Scan each line of the records for the word "bare" and extract the ones that have it.

Natural language region descriptions
* * *
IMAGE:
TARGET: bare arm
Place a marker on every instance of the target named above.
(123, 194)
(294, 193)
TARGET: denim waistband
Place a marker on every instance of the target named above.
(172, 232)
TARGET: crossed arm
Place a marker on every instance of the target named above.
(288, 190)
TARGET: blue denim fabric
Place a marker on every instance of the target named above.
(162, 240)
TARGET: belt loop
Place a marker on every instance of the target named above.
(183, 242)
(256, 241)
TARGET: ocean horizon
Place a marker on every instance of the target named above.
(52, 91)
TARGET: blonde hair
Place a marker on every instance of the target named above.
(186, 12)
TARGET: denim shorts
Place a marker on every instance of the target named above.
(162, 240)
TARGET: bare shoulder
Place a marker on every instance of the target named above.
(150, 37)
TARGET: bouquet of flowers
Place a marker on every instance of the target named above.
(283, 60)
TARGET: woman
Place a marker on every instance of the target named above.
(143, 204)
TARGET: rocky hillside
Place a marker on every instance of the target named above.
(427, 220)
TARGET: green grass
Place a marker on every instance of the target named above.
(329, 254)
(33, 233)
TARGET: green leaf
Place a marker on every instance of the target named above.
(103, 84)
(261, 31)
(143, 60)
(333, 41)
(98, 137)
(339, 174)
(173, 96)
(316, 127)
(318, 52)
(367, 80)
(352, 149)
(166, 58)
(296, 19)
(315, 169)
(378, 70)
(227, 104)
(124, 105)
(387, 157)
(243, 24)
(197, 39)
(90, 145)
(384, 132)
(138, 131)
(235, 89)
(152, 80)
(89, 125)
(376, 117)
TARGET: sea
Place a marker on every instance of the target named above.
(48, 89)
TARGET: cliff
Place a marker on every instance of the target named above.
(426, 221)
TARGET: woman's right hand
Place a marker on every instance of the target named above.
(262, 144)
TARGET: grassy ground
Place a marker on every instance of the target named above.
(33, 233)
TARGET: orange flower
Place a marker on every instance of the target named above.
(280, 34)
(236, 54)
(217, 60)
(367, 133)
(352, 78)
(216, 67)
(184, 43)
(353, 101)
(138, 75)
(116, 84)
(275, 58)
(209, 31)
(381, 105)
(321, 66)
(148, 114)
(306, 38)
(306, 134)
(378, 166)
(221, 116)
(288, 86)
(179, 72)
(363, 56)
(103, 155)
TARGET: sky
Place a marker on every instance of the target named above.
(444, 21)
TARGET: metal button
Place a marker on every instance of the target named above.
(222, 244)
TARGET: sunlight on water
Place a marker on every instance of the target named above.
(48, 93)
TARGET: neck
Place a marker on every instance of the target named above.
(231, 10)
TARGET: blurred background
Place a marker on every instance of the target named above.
* * *
_Result of this task_
TARGET: bare arm
TARGET: bare shoulder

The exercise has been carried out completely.